• [GIVEN EXERCISE]
Rewrite the entries below, starting at the line that contains "Note to the class: point out the fox's black" and stopping after the line that contains "<point>241,97</point>". Keep every line as it is, but shift each x and y coordinate by adding 133 to it.
-- start STORED DATA --
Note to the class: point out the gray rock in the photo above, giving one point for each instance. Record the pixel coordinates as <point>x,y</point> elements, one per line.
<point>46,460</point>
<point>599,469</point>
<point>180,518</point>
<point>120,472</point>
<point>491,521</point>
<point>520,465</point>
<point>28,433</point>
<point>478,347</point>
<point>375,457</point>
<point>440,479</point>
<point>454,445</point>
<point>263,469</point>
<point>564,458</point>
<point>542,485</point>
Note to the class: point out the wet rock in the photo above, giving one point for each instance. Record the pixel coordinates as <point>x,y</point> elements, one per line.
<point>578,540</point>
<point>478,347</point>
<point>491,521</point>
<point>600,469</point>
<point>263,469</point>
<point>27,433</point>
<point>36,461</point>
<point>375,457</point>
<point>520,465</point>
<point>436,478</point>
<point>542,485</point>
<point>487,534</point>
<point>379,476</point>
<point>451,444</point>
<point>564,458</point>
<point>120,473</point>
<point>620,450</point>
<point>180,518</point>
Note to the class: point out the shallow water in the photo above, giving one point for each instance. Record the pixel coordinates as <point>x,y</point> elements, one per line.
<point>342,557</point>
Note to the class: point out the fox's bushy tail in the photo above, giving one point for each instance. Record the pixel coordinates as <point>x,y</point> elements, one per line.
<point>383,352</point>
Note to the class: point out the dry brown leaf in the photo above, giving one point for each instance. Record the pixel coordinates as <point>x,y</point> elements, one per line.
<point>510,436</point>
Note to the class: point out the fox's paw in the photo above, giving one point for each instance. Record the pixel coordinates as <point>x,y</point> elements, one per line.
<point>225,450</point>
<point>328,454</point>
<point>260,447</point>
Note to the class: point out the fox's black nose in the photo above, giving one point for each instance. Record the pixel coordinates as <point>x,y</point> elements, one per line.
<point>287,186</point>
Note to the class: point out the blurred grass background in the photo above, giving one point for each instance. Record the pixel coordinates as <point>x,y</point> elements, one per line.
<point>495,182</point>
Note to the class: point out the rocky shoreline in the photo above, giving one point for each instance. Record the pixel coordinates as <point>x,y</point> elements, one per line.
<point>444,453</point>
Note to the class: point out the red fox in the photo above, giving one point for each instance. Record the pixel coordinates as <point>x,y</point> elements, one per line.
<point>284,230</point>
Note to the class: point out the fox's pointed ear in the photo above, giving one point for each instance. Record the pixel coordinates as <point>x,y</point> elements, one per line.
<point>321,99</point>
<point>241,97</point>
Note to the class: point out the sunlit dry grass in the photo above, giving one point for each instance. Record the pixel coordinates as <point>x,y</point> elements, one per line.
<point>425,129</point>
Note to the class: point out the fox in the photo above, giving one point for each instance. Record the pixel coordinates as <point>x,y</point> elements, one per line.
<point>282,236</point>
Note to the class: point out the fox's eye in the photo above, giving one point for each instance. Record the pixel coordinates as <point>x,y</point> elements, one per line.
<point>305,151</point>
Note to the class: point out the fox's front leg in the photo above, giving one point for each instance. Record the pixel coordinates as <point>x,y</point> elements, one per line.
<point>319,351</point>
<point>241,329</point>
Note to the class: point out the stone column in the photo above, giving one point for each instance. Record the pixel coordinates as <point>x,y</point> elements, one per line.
-- end STORED DATA --
• [WRITTEN RESPONSE]
Note to the class: point out the fox's black nose in the photo above, giving one point for each instance. Record the pixel coordinates as <point>x,y</point> elements, one per line.
<point>420,319</point>
Note to the class: point out the blurred grass background in the photo above, giving one point for each instance. Record the pixel coordinates as <point>x,y</point> elements, one per line.
<point>628,315</point>
Note to the class: point out the rocky shoreline in the photo above, giving one point for each instance. Record the pixel coordinates as <point>x,y</point> elements, one per line.
<point>577,586</point>
Note to the class: point out the red fox in the photo above, giving one point for each instance. Record the pixel coordinates as <point>x,y</point> elements, one per line.
<point>417,363</point>
Note to the class: point out the fox's pointed ear in the photo above, giving one point for each instance. Record the pixel coordinates as <point>x,y</point> elements, one per line.
<point>454,232</point>
<point>374,230</point>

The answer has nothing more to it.